Un code ultra libéral, la Tunisie en a-t-elle besoin?
Contrairement à l’ancien code qui ciblait les activités productives (agriculture, industrie, NTIC, tourisme), le nouveau code couvre toutes les activités prévues dans la Nomenclature tunisienne des activités sans exception, y compris les Hydrocarbures, mines, services financiers, commerce de distribution … (voir page 18 du document). Ce qui crée un mastodonte juridique.
Yassine Brahim, ministre du Développement, de l’Investissement et de la Coopération internationale, l’avait affirmé, tout récemment, dans une interview qu’il a accordée à WMC.
Lire : Yassine Brahim : «Nous sommes encore un pays non attractif en IDE»
Il plaide dans la Note d’orientation stratégique qui a inspiré les mesures décrétées dans le code des investissements pour «consacrer la liberté d’investir. Les autorisations préalables à l’investissement n’y sont plus mentionnées, même pour les activités de services ou la participation étrangère majoritaire est soumise à l’approbation du CSI (Conseil supérieur de l’investissement). La Note (page 19) précise cependant que ce principe n’est pas absolu et que certaines activités demeurent soumises à la législation en vigueur les régissant prévoyant une autorisation, un cahier des charges ou autres».
Il s’agit, comme précisé par le ministre, des secteurs stratégiques tels ceux énergétiques ou encore financiers dont les risques de dérapages peuvent totalement bouleverser les fondamentaux économiques du pays, ce qui n’est pas précisé avec beaucoup d’exactitude.
En fait, estiment nombre d’économistes, ce code pèche par trop d’ambiguïté!
Trop d’instances mais avec quelle efficience?
Une «Instance tunisienne d’investissement» ayant son siège social à Tunis et des représentations régionales. Le budget de cette instance est rattaché au budget du ministère chargé de l’Investissement qui s’arrogera les prérogatives de toutes les structures existantes actuellement et notamment l’APII, l’APIA, le CEPEX, l’ONTT aux niveaux central et régional.
Lire : Tunisie – Code d’investissement: Création d’un Conseil et d’une agence de l’investissement
Une autre sous forme de Fonds prévue par l’article 17 qui prévoit la création d’une instance publique indépendante dénommée «Fonds tunisien d’investissement» et sera chargée de la gestion des ressources financières allouées à l’exécution de la politique et des stratégies de l’Etat en matière de promotion de l’investissement. Par sa création, elle supprimera les lois portant création du FOPRODI, du FOSDA, du FONAPRA, du FODEC, du FODECCAP et du Fonds de mise à niveau du secteur touristique. «Le nouveau fonds intervient sur la base de programmes annuels arrêtés en fonction des priorités de développement et de l’investissement, à travers l’octroi des primes d’investissement prévues par le code d’investissement, la souscription dans des FCPR, la souscription dans des fonds de garantie et la mise à la disposition des banques de lignes de crédit».

□ □ □ □

→ **Consignes de l'exercice**
A. Dans l'article sur le code des investissements, relevez tous les fonds dont les lois de création seront supprimées par le nouveau Fonds tunisien d'investissement.
B. Reprenez le passage de l'article sur le code des investissements en commençant par "Il s’agit, comme" et en terminant par "par trop d’ambiguïté!", en substituant "analystes" à "économistes".
C. Veuillez poursuivre l'article sur le code des investissements à partir de son dernier paragraphe.

→ **Contenu du listing**

□ □ □ □

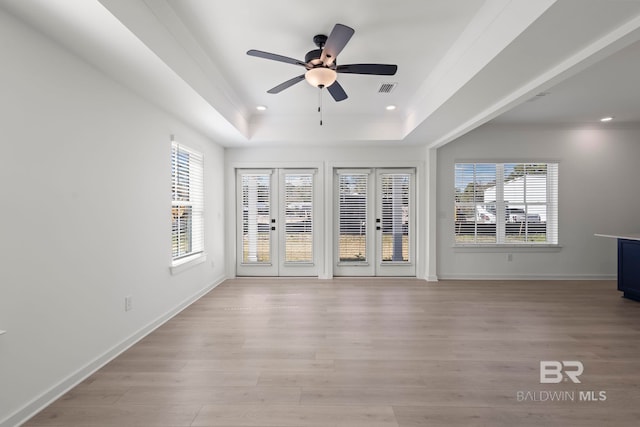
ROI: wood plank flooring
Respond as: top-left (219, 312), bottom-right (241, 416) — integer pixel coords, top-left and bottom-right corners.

□ □ □ □

→ **Résultats finaux**
A.
- FOPRODI
- FOSDA
- FONAPRA
- FODEC
- FODECCAP
- Fonds de mise à niveau du secteur touristique

B.
Il s’agit, comme précisé par le ministre, des secteurs stratégiques tels ceux énergétiques ou encore financiers dont les risques de dérapages peuvent totalement bouleverser les fondamentaux économiques du pays, ce qui n’est pas précisé avec beaucoup d’exactitude.
En fait, estiment nombre d’analystes, ce code pèche par trop d’ambiguïté!

C.
Des instances qui ne répondent pas à un état d’urgence
La création de ces nouvelles instances prévues par le nouveau code d’investissement nécessiterait combien de temps? A-t-on anticipé, s’interrogent les experts économiques rodés aux rouages administratifs du pays, les complications du redéploiement du personnel? Les conflits d’attribution? La dilution des responsabilités? «Le schéma prévisible sera ou une superposition de structures centrales et régionales ou une fusion par absorption des structures existantes par la nouvelle instance. Il faut s’attendre à des problèmes sociaux. Les cultures d’entreprises ne sont pas les mêmes, la gestion des ressources humaines sera le problème numéro un de la nouvelle institution à créer et le restera longtemps et cela sera évidemment au détriment du travail pour lequel cette institution a été créée. Il y aura des problèmes de choix et de désignation de responsables dans chaque service, chaque direction et chaque région».
En conclusion, l’objectif de simplification des procédures et de raccourcissement des délais recherché par le projet du code ne sera pas atteint. Au contraire, on va tout droit vers une complication des procédures et des conflits d’attribution entre les structures d’appui.
«Les mécanismes d’intervention du FOPRODI en faveur des nouveaux promoteurs et de la PME (dotation, participations et primes) ont été supprimés par le projet du code d’investissement. Quels sont les nouveaux mécanismes d’intervention prévus pour l’encouragement des investissements des nouveaux promoteurs et des PME? Il n’y a aucune indication à ce sujet… Quel sera le sort des structures et des mécanismes de mise à niveau? Les fonds et les incitations supprimées seront-ils remplacés? Par quoi et comment?».
Autant de questions que se posent des planificateurs qui ont planché pendant des décennies sur la politique économique du pays et qui estiment qu’il ne s’agit pas d’une réforme mais d’une construction théorique aberrante, impossible à mettre en œuvre.
Lire : Economie: La Tunisie aura son nouveau code de l’investissement avant le 15 mai 2015
Lire : Economie: La Tunisie aura son (nouveau) code d’investissement en novembre
«A se demander pourquoi tout ce chambardement (abrogation du régime offshore, création d’une nouvelle structure d’appui, d’un nouveau fonds……), notamment en cette période de baisse des investissements. Les institutions d’appui et les mécanismes d’incitations sont-ils à ce point irréformables pour faire table rase et reprendre tout à zéro? Ne serait-il pas mieux de capitaliser toute l’expérience acquise et de travailler à:
– optimiser le système d’incitations en fonction des nouvelles orientations du pays,
– améliorer les procédures et les délais de traitement des dossiers,
– donner plus de moyens aux institutions d’appui dans les régions.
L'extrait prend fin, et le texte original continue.